COMPLETE THE FOLLOWING:
(1) Please rewrite the paragraph of the essay on single motherhood that begins "For my next foray into motherhood" as a short bulleted list, keeping its main facts.
(2) Answer these questions from the essay on single motherhood:
(a) What name does the narrator give for herself?
(b) How old will the narrator's first son be in December?
(c) For how many years did the narrator let the man from her next relationship disrespect her?
(3) From the essay on single motherhood, extract the stretch from "For my next" through "was sadly mistaken.".

TEXT UNDER STUDY:
※ ※ ※

I did not set out to be a single mother, matter-of-fact. I, Nikita, was raised in a two parent well-to-do home with ties to governmental resources. I was taught that anything was possible as long as I put my mind to it. My first child I had by a young gentleman was a result of a drunken one-night stand in which I do not remember anything except I woke up naked next to him and said, "Damn you ugly." I did not know that I would be connected to him through genetics for at least the next 18 years. Our son will be 24 in December and I would be damned if they act and look exactly the same. Except my son had his crossed eyes fixed.
For my next foray into motherhood, I met what I would consider intelligent hoodlum, or that's what my friend Ja'nay called him. He was not my type of hype and I thought since he was dark skinned and had not too many prospects of the female variety I would give it a try. My male weakness is the lighter-skinned brothers or the white persuasion. My thought processes were messed up back then; I thought if I date a dude that is ugly he wouldn't cheat. I was sadly mistaken.
That is the line they use to get women. I spoke to several of his conquests about him. He would tell them that the only reason he was with me was because he felt sorry that I had to raise my kids alone so he stayed with me. He would fail to inform them that he was the father and I was the one with the degree and a career. I really think I was depressed when I met him that I let him disrespect me for 15 years, and three kids later we, thank goodness, dissolved our disastrous relationship and I went on a journey of rediscovering myself.

※ ※ ※

SUPPLIED MATERIAL:
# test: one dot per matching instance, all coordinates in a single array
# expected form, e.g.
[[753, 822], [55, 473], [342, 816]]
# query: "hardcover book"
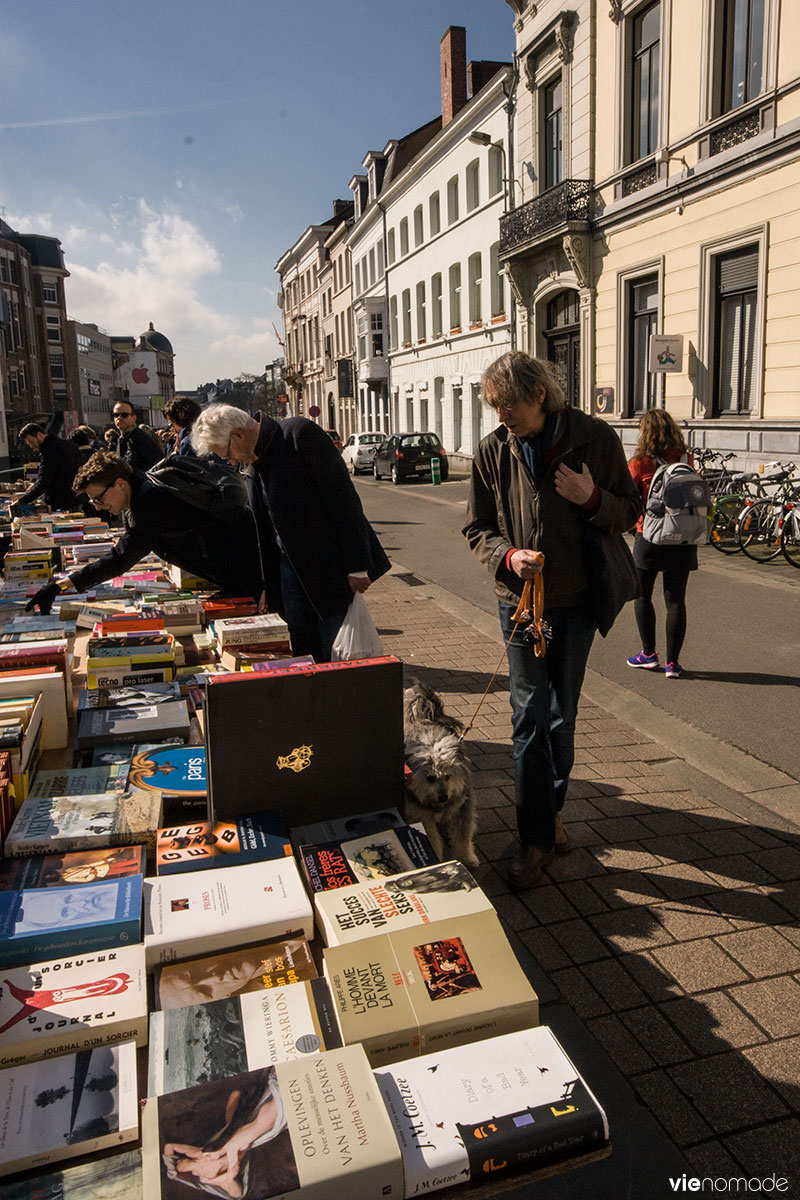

※ ※ ※

WRITTEN RESPONSES:
(1)
- For her next venture into motherhood, she met a man her friend Ja'nay called an "intelligent hoodlum."
- He was not her type. She usually preferred lighter-skinned or white men.
- She gave him a try because he was dark skinned and didn't seem to have many prospects with women.
- She believed an unattractive man wouldn't cheat, and she was wrong.

(2)
(a) Nikita
(b) 24
(c) 15

(3)
For my next foray into motherhood, I met what I would consider intelligent hoodlum, or that's what my friend Ja'nay called him. He was not my type of hype and I thought since he was dark skinned and had not too many prospects of the female variety I would give it a try. My male weakness is the lighter-skinned brothers or the white persuasion. My thought processes were messed up back then; I thought if I date a dude that is ugly he wouldn't cheat. I was sadly mistaken.